(Coordinate labeling data)
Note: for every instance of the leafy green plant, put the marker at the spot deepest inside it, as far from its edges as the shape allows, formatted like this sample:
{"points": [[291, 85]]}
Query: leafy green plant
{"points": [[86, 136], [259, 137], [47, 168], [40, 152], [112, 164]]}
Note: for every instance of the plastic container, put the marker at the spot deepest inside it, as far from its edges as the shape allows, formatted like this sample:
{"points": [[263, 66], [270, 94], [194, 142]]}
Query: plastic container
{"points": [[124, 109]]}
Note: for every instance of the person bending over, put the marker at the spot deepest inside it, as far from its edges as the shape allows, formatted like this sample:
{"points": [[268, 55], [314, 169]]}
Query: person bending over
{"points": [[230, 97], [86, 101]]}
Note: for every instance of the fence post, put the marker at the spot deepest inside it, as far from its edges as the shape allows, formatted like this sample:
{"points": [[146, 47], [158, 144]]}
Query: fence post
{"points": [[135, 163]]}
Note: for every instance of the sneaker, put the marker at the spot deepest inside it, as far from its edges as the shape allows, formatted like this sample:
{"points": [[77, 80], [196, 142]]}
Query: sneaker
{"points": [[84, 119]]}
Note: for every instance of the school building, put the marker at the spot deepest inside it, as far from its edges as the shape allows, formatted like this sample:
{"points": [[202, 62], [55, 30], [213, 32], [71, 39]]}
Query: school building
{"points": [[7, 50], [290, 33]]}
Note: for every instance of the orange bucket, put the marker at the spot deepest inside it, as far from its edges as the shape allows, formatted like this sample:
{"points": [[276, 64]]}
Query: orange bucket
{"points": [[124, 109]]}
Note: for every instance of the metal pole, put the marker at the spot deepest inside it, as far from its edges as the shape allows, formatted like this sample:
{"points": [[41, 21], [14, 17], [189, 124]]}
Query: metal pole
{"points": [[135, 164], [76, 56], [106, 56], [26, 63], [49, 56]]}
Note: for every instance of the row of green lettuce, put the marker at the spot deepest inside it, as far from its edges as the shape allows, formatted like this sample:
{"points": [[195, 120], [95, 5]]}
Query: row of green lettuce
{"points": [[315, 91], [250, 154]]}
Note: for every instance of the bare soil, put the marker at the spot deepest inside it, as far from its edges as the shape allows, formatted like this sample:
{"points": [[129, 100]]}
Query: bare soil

### AIM OF THE EXERCISE
Please output every line of the entries above as a numbered list, leaving out blank lines.

### RIGHT ANSWER
1. Note: for every instance of the leafy green plant, put the marker at the spot deepest inside it, as far from its edges as the shape allows, formatted like this sample:
2. {"points": [[291, 85]]}
3. Query: leafy green plant
4. {"points": [[86, 136], [259, 137], [47, 168], [40, 152], [112, 164]]}
5. Note: for every instance of the plastic container, put the marker at the spot deepest inside it, as far from its edges as the shape allows, formatted like this sample:
6. {"points": [[263, 66], [270, 94], [194, 142]]}
7. Query: plastic container
8. {"points": [[124, 109]]}
9. Note: for every instance of the person bending over, put the marker at the spot deepest inside it, as far from its edges as the shape allows, formatted like this sample:
10. {"points": [[268, 55], [314, 169]]}
11. Query: person bending over
12. {"points": [[230, 97], [86, 101]]}
13. Note: for every instance of the fence post, put the marker at the spot deepest inside it, as far from its edges as the shape allows, formatted like this sample:
14. {"points": [[146, 47], [158, 144]]}
15. Query: fence post
16. {"points": [[135, 163]]}
17. Note: for every instance of the sneaker, put the marker at the spot deepest inside it, as far from its edges as the shape allows, formatted like this sample:
18. {"points": [[77, 80], [196, 142]]}
19. Query: sneaker
20. {"points": [[84, 119]]}
21. Note: for every instance of the school building, put the marker at the spot deepest inside it, as far from its edges as the shape allows, formatted like this sample:
22. {"points": [[202, 62], [55, 30], [213, 32], [71, 39]]}
23. Query: school building
24. {"points": [[7, 50], [290, 33]]}
25. Note: for every instance of the orange bucket, put the marker at the spot deepest inside it, as far from its edges as the shape allows, formatted like this sample:
26. {"points": [[276, 64]]}
27. Query: orange bucket
28. {"points": [[124, 109]]}
29. Note: for every instance of the metal pole, put the marker at the spot deepest inside it, as far from its edges as the shape allows, formatted like this sample:
30. {"points": [[41, 21], [14, 17], [189, 124]]}
31. Query: metal pole
32. {"points": [[135, 164], [76, 56], [106, 56], [26, 63], [49, 56]]}
33. Note: for every instance of the row of green lettuce, put the marker at the spot deepest inside it, as far from its edges as the shape allows, formatted like this sample:
34. {"points": [[195, 120], [95, 5]]}
35. Query: row of green lettuce
36. {"points": [[315, 91], [250, 154]]}
37. Note: for every instance of the bare soil, put the marker at the spot deepest inside it, as far from its edges as the shape allows, formatted like this sample:
38. {"points": [[129, 100]]}
39. Query: bare soil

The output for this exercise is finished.